> _SUPPLIED TEXT_
>> BEGIN
Sunday 9 March 2008

Ed Husain: It's Arabs who are showing us how to tackle extremism

[...] When I lived in Saudi Arabia, the one aspect of Saudi intolerance that irked me most was their refusal to allow people of other faiths to worship freely. There was no church for the millions of Christians in a country that is considered the West's closest ally. And yet Saudi Arabia remains free to inject millions of dollars into mosques across Europe. To date, there is no single Saudi cleric who has openly supported the cause of the largest religious minority to worship freely. Nor will the British or American governments request these basic rights for their citizens, lest they upset the House of Saud.

I met a professor of Islamic studies from Qatar University. Dr Abdul Hameed al-Ansary, without my prodding, reiterated his public position of support for churches in Qatar. Meeting an Arab Muslim scholar from a conservative Gulf state who proudly tells me that Qatar's first church building is nearly complete gives me a sense of hope that soon Saudi Arabia may follow where its neighbours lead. There are churches in Kuwait, Dubai and ancient Christian prayer halls in Yemen. The Arabian peninsula now has churches as Europe has mosques.
>> END
> _REQUIREMENTS_
a) Condense the paragraph of the column on tackling extremism that begins "I met a professor of Islamic studies" into a short bulleted list of its main facts.
b) According to the column on tackling extremism, where are there ancient Christian prayer halls?

> _STORED ROWS_
>> BEGIN
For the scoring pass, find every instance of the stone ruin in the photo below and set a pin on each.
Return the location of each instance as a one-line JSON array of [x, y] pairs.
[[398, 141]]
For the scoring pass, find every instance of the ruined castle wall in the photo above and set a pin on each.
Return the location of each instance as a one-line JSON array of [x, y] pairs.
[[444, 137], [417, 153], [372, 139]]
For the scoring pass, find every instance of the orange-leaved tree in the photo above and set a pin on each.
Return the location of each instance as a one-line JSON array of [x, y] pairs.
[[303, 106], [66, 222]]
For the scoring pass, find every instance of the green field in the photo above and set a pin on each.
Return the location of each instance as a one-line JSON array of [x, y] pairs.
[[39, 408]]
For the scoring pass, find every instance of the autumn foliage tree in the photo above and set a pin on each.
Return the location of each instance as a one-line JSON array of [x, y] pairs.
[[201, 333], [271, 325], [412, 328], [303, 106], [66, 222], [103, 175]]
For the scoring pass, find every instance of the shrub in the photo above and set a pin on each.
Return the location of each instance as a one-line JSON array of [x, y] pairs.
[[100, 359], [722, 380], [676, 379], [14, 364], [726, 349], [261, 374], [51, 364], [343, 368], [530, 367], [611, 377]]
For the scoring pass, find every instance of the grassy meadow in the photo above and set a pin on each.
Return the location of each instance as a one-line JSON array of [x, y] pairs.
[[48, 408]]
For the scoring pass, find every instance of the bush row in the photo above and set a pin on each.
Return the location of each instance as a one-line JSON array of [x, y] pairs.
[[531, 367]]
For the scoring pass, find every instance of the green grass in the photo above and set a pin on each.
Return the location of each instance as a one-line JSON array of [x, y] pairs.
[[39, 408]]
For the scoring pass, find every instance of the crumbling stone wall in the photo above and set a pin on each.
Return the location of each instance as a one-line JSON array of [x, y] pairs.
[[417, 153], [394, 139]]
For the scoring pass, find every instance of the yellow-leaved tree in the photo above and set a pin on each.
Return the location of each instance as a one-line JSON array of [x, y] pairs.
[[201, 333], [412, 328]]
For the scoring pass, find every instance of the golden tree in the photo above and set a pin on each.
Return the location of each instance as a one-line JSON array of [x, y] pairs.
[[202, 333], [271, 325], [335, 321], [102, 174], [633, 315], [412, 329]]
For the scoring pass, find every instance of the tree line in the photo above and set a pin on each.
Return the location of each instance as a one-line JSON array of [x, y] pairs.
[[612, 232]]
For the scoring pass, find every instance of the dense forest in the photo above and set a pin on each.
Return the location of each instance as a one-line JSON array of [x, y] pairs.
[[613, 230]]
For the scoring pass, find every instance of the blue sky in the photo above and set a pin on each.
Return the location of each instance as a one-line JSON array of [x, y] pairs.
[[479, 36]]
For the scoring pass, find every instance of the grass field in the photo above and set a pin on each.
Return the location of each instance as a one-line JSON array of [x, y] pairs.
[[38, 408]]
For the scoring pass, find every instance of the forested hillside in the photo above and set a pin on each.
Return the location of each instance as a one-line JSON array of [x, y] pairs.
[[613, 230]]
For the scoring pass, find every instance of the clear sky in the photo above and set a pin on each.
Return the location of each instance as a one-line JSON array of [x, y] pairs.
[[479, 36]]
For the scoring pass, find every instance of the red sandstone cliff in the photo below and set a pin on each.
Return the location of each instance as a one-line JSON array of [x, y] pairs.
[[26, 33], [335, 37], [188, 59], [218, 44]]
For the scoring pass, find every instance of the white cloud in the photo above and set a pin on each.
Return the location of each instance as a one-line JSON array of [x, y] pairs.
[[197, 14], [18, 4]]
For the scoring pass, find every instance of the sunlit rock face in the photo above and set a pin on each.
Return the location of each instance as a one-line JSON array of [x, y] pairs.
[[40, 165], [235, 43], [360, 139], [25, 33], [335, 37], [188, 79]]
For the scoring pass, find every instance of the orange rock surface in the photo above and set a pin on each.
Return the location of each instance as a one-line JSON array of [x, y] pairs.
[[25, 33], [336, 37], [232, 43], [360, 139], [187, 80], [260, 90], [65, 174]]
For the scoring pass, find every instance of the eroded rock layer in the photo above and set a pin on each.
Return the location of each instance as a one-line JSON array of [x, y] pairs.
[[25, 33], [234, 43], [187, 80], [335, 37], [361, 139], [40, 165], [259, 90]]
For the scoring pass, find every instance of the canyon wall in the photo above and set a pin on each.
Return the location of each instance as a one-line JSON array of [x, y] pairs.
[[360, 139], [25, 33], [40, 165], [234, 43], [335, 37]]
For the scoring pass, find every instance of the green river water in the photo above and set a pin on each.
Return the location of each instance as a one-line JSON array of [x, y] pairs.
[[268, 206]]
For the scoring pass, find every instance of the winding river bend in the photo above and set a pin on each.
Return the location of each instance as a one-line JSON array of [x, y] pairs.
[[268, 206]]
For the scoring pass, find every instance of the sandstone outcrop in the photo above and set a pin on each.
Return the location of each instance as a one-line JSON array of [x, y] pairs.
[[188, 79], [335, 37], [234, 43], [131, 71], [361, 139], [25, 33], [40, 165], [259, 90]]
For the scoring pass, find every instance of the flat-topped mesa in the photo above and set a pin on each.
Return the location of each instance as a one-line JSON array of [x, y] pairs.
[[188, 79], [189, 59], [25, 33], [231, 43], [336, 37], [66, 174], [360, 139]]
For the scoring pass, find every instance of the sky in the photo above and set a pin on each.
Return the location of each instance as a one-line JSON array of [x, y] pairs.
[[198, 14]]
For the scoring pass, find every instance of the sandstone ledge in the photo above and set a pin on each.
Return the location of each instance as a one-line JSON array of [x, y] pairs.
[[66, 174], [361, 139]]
>> END
>> BEGIN
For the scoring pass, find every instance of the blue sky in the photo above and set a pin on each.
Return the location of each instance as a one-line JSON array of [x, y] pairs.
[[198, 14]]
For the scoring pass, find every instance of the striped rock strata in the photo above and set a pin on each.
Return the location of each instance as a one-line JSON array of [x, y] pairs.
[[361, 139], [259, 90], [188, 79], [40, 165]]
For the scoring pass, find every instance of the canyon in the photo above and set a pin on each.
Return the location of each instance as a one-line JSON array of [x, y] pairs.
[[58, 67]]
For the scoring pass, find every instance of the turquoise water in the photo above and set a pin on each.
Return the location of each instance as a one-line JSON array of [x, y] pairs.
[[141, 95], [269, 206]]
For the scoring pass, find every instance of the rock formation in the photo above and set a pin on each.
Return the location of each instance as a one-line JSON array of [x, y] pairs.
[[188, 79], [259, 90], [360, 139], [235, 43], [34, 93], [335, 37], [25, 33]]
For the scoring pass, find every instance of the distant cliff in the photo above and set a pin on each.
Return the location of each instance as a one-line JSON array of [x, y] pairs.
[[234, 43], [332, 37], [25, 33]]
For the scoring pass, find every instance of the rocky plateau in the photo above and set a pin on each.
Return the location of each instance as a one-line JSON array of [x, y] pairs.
>> END
> _COMPLETE ANSWERS_
a)
- The writer met Dr Abdul Hameed al-Ansary, a professor of Islamic studies from Qatar University.
- Without being prompted, he restated his public support for churches in Qatar.
- He said Qatar's first church building is nearly complete. This gave the writer hope that Saudi Arabia may follow its neighbors.
- Kuwait and Dubai have churches, and Yemen has ancient Christian prayer halls.
- The Arabian peninsula now has churches, as Europe has mosques.

b) In Yemen.